[Your goal]: In this exercise, print only the lines from the line with "Expected: for each instance of the tall" to the last line of the data below, inclusive. Any pictures should be left out.

[Provided information]:
__________________________________________________
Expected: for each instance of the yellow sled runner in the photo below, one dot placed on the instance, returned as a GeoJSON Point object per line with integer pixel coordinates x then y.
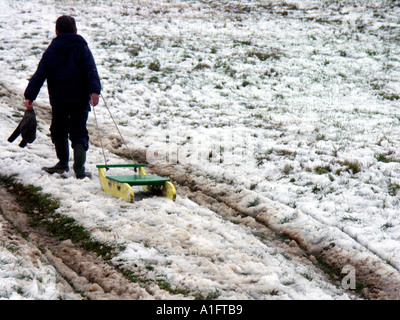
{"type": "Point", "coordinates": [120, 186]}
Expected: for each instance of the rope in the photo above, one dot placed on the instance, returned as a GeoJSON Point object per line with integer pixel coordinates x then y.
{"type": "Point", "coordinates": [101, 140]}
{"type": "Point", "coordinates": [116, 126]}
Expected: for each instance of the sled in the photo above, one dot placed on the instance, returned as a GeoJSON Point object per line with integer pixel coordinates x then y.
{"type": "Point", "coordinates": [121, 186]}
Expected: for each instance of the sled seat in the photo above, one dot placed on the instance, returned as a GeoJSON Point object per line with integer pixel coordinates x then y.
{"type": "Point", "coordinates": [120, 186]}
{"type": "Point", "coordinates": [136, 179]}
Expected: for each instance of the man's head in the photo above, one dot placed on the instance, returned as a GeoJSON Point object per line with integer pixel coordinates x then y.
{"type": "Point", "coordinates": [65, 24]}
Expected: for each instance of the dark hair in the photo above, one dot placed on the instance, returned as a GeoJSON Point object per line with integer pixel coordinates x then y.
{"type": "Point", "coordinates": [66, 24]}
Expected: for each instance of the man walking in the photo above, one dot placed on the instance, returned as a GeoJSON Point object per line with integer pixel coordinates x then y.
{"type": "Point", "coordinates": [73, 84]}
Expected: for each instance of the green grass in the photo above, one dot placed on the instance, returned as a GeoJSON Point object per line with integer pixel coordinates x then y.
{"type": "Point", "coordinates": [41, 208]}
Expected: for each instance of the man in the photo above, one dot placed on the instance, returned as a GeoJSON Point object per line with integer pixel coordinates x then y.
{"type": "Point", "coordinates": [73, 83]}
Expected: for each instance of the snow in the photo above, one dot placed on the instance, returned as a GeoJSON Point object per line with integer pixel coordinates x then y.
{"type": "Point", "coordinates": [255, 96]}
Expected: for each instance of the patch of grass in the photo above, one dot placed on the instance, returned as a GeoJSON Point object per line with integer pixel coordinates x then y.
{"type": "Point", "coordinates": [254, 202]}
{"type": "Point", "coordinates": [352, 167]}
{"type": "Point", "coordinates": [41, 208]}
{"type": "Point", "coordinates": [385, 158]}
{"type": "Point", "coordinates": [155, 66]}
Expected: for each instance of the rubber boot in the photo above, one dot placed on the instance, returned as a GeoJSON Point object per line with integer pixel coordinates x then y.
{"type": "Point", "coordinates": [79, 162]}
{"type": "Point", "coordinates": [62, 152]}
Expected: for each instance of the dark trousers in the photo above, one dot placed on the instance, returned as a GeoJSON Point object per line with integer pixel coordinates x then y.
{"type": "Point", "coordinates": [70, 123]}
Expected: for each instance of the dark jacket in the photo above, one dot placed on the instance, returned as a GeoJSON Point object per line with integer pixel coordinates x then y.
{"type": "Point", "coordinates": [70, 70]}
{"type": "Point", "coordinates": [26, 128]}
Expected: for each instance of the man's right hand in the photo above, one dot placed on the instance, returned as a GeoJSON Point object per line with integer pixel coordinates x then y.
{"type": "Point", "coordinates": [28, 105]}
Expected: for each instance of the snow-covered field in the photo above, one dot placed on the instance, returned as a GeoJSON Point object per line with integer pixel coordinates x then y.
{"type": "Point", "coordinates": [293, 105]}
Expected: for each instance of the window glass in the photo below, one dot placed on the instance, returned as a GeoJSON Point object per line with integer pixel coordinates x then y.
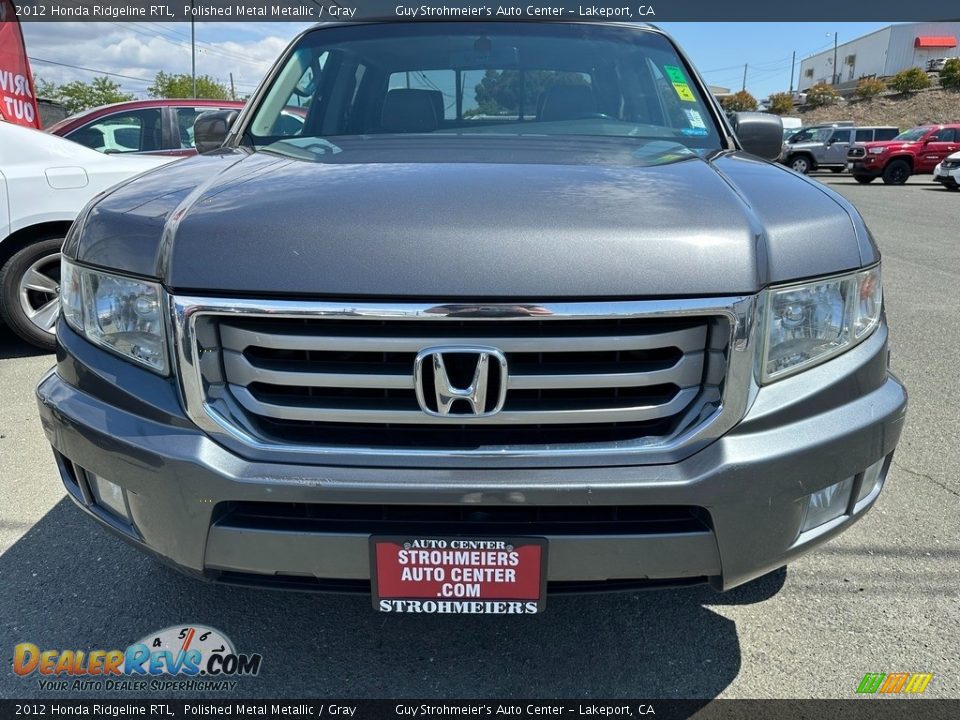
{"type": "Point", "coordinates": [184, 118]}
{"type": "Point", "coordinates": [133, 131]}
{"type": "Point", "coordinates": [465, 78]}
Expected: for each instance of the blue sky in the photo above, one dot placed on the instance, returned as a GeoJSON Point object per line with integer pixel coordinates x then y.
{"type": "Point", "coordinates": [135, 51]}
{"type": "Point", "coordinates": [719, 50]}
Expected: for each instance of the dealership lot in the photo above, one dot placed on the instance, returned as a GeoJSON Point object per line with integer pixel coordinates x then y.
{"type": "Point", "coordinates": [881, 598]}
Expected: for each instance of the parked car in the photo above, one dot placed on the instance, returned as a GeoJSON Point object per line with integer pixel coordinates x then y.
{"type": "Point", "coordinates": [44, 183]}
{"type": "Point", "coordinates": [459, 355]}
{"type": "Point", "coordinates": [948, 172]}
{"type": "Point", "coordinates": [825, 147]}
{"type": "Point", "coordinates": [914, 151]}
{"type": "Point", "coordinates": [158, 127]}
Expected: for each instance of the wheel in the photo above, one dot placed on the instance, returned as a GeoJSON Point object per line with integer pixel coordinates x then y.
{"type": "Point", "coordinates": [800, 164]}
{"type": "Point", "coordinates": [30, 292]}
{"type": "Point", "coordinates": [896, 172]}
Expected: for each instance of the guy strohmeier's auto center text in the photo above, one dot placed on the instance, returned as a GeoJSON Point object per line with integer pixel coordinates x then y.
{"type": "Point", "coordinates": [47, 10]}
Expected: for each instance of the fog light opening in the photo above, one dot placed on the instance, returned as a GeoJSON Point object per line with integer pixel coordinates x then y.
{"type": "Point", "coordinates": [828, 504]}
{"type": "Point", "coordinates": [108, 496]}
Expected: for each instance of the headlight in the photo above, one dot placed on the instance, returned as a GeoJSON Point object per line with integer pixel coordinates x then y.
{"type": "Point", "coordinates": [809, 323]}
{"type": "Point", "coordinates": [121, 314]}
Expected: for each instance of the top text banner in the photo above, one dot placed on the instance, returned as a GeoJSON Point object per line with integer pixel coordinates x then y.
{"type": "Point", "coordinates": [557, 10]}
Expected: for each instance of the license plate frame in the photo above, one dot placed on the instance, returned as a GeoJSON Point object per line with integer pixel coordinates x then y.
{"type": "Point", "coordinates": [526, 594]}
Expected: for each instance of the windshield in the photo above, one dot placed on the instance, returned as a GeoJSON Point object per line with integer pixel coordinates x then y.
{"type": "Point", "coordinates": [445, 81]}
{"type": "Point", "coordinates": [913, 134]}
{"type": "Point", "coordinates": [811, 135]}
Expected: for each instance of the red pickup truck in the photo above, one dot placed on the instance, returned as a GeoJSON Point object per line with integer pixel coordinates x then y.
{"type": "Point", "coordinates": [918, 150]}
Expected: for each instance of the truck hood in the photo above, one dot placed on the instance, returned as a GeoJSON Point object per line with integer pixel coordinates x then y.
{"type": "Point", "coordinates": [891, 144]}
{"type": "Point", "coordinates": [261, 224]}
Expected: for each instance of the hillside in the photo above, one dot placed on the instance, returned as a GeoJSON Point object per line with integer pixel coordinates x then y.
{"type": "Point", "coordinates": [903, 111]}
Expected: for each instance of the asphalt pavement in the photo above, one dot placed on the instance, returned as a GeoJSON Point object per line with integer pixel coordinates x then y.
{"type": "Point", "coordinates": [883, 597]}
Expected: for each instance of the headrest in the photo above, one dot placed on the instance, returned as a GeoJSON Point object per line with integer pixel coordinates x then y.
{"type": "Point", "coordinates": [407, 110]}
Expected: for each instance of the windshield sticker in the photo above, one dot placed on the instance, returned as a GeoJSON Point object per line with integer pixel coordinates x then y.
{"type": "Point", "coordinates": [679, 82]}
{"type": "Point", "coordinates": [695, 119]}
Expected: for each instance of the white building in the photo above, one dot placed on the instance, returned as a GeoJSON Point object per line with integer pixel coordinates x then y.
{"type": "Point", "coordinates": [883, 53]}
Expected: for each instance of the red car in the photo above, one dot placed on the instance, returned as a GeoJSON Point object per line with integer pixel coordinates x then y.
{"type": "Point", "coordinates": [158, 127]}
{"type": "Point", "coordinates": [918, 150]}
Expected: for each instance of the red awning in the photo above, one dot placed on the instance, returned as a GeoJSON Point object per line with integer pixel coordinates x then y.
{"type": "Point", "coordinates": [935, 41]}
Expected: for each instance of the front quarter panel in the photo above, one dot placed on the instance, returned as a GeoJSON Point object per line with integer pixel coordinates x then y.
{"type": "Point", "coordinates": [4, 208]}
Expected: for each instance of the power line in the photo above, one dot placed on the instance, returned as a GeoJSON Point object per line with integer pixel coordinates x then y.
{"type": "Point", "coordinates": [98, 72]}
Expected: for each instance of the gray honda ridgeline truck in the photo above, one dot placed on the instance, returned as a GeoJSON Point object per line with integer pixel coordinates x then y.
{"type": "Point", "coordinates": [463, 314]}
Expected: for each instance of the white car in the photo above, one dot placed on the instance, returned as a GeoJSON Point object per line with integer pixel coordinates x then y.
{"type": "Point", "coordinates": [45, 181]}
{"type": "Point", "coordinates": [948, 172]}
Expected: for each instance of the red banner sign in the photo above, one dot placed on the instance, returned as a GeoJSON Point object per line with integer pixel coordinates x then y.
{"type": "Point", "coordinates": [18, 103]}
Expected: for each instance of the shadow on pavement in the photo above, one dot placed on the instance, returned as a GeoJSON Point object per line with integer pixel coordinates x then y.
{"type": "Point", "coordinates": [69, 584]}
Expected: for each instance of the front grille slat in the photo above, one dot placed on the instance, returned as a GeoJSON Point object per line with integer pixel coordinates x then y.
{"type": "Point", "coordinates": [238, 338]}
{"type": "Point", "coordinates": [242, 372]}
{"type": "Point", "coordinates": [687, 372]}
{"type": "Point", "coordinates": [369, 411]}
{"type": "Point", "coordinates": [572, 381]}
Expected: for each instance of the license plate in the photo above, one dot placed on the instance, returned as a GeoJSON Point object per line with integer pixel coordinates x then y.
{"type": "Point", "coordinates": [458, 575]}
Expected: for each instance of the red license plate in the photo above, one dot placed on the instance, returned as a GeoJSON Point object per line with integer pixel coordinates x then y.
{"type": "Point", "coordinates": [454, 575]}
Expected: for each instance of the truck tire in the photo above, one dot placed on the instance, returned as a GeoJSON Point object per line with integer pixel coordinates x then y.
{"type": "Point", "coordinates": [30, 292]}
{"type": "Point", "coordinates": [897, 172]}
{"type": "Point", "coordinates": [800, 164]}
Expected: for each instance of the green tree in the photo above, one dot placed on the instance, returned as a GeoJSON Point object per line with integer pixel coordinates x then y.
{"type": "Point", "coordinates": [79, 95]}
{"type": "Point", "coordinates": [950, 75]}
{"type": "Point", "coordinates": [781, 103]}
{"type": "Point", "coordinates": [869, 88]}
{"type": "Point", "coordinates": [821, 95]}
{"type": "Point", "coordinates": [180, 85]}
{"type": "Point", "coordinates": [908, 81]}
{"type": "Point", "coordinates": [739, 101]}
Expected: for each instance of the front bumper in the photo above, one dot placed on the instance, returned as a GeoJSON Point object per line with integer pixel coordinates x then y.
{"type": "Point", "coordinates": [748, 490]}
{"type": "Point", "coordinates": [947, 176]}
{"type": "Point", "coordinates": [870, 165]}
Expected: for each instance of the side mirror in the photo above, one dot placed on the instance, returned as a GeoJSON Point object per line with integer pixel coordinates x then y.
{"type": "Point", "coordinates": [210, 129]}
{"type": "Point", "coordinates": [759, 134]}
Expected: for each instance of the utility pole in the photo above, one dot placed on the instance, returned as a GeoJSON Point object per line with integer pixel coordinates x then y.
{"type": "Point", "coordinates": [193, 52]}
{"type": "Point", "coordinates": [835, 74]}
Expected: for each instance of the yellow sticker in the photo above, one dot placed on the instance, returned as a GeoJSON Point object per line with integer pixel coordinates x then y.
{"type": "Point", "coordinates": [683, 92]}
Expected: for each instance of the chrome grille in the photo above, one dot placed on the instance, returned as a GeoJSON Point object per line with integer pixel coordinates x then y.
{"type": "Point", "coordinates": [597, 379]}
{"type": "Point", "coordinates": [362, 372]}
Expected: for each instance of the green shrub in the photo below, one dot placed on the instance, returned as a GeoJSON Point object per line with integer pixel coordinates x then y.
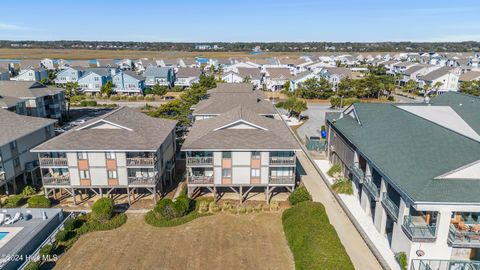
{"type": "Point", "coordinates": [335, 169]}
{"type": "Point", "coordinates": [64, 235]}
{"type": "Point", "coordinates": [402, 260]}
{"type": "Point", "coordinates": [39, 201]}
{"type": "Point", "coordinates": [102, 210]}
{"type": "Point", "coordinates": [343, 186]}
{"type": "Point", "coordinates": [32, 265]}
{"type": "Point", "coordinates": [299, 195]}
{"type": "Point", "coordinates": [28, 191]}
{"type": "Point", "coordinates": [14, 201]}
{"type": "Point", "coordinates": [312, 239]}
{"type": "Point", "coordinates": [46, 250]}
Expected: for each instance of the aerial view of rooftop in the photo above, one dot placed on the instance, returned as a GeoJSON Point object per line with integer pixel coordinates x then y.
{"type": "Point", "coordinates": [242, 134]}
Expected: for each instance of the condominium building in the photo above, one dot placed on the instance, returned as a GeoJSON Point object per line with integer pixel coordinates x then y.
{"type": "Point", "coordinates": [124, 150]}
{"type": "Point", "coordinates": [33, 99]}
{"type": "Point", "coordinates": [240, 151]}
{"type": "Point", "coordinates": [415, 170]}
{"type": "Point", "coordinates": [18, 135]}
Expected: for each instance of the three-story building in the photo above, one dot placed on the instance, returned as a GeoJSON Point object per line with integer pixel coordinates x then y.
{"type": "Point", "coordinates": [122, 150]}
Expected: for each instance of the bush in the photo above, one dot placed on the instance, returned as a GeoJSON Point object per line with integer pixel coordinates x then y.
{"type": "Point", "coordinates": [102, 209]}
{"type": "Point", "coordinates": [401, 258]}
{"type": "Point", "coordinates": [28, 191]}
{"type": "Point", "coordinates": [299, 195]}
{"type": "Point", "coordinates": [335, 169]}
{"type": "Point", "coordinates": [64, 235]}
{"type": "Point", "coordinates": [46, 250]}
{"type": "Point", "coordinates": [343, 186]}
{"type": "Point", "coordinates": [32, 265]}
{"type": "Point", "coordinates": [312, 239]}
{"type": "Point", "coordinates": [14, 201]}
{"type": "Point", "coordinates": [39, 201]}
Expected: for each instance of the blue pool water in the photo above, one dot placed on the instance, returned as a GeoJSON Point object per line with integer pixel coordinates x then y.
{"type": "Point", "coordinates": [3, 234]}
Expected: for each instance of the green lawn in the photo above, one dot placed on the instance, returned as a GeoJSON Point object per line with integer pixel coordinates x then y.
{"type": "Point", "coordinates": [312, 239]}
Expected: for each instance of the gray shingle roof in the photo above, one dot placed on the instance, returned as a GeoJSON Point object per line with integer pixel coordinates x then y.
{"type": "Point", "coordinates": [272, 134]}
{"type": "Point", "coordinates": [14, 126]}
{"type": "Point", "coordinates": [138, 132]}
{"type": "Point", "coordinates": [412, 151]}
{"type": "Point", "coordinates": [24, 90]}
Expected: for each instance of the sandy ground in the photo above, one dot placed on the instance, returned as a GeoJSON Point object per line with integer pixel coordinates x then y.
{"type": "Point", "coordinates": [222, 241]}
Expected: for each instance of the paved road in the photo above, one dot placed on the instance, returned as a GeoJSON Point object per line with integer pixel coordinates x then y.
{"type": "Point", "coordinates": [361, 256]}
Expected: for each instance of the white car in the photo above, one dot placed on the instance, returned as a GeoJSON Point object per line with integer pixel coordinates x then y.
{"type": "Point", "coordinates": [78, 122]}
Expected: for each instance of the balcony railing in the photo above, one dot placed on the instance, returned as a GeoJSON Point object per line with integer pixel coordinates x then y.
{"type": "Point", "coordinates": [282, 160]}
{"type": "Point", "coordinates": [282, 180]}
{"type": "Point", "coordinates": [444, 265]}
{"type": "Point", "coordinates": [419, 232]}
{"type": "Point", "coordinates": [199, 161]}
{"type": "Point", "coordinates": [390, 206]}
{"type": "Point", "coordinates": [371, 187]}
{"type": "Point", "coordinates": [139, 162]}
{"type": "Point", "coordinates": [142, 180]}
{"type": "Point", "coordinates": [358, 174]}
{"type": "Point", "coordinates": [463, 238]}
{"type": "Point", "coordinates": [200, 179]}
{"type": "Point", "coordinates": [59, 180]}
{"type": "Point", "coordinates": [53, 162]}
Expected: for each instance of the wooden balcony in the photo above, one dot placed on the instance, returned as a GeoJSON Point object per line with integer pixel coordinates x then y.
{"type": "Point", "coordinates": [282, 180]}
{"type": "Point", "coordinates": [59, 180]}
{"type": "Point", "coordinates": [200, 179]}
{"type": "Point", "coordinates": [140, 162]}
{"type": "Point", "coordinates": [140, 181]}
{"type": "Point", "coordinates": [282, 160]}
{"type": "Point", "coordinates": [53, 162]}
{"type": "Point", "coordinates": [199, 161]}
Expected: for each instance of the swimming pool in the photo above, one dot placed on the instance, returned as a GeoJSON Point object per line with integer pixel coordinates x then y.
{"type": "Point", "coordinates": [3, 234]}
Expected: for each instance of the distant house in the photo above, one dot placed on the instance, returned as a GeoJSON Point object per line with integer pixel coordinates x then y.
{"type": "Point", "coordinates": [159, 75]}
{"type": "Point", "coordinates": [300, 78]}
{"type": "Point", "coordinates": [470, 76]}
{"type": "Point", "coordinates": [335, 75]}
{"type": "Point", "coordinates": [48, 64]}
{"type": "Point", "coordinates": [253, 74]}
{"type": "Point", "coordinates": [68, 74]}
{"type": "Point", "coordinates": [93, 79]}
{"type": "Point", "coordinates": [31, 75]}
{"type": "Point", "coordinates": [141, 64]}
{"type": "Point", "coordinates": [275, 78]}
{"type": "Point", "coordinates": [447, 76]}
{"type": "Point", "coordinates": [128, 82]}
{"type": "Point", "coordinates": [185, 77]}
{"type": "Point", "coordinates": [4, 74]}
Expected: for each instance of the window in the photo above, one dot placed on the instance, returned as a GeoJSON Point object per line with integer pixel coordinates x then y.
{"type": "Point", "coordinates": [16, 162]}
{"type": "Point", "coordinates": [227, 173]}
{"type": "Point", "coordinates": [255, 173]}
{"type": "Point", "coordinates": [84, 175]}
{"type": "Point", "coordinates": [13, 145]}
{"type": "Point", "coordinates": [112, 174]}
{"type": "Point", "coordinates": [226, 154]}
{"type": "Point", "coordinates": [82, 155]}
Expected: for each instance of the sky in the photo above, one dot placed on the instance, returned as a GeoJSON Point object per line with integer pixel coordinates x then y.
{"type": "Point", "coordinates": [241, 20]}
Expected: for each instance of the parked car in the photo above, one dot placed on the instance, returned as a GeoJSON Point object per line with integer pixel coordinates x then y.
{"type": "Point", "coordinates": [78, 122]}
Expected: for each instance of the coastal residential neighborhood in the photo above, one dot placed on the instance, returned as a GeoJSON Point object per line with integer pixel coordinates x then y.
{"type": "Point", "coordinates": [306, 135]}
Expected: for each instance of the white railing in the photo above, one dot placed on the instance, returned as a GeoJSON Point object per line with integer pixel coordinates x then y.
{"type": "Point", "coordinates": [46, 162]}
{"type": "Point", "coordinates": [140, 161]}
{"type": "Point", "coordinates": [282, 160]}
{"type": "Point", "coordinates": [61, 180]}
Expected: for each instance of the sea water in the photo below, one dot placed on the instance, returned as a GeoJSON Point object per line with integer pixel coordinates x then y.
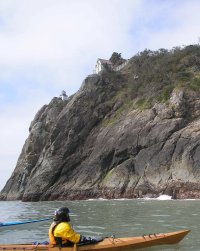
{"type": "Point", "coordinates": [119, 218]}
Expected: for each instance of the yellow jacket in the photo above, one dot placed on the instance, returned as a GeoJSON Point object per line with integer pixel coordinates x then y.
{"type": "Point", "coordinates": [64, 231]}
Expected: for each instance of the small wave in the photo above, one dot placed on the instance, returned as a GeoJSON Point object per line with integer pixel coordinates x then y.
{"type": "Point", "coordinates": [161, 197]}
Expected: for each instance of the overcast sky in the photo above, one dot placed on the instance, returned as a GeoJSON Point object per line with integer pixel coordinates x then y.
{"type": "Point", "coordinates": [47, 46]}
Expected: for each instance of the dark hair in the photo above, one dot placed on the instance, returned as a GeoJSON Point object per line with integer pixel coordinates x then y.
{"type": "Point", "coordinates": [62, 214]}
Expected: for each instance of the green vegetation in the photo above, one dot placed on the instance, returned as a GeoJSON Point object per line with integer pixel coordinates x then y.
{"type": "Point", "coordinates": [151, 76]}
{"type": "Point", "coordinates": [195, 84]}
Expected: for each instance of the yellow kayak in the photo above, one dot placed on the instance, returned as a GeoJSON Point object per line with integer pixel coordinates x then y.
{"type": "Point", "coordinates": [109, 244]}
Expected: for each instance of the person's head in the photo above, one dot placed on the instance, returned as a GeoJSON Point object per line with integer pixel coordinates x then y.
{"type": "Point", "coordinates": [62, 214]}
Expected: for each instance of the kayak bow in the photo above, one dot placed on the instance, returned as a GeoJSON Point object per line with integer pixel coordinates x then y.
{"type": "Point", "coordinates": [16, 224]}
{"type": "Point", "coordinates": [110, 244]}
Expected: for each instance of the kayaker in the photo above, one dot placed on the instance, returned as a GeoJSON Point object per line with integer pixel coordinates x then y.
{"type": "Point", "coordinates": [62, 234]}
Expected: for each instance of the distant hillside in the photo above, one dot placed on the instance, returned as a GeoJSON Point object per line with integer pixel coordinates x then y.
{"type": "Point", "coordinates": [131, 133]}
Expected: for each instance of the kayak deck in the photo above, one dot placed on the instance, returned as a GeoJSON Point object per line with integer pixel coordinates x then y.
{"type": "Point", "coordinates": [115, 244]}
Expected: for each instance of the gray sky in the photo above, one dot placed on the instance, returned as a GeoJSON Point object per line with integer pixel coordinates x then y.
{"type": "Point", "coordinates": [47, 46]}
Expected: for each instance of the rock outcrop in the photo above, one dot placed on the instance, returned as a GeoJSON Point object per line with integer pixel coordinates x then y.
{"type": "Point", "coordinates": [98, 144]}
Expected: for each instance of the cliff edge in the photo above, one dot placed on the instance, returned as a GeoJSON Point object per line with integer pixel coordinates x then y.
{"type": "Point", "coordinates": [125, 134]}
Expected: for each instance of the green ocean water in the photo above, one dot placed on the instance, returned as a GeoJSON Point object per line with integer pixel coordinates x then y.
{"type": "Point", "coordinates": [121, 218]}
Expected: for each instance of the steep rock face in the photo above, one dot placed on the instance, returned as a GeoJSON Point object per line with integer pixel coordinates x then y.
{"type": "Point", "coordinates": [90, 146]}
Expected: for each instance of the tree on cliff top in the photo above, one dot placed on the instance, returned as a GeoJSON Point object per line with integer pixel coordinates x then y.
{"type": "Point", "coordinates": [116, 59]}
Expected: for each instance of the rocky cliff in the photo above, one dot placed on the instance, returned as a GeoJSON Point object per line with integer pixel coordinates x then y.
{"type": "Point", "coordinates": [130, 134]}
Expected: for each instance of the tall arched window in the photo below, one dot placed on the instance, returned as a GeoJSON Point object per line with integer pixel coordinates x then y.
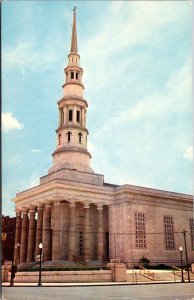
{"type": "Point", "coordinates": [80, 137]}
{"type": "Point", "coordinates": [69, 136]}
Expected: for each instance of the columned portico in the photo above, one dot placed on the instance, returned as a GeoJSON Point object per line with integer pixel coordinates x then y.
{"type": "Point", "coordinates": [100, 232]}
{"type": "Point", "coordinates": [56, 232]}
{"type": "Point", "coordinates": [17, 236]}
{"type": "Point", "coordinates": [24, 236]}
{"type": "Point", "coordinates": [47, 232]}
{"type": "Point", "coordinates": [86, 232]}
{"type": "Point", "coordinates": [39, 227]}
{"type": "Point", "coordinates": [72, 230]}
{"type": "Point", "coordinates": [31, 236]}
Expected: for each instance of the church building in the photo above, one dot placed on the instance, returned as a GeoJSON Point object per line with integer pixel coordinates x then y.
__________________________________________________
[Solved problem]:
Expected: for each instance of the tall arched window in the photo below, one dot placed on the instance, returned as a GeoJSON Point object per line with integer pixel coordinates x then y.
{"type": "Point", "coordinates": [80, 137]}
{"type": "Point", "coordinates": [69, 136]}
Expected: for each instance of the columned portico in the photo above, one dot placed on the instance, returned as a GeoJSON Point object per line with integer pixel coordinates x then y.
{"type": "Point", "coordinates": [100, 232]}
{"type": "Point", "coordinates": [56, 232]}
{"type": "Point", "coordinates": [17, 236]}
{"type": "Point", "coordinates": [24, 236]}
{"type": "Point", "coordinates": [47, 232]}
{"type": "Point", "coordinates": [86, 232]}
{"type": "Point", "coordinates": [39, 227]}
{"type": "Point", "coordinates": [72, 230]}
{"type": "Point", "coordinates": [31, 236]}
Expected: for each instance of the church building in the photo above, one dot placed on the instance, returned as a GeoJSON Point object per line with integer pixel coordinates x then y.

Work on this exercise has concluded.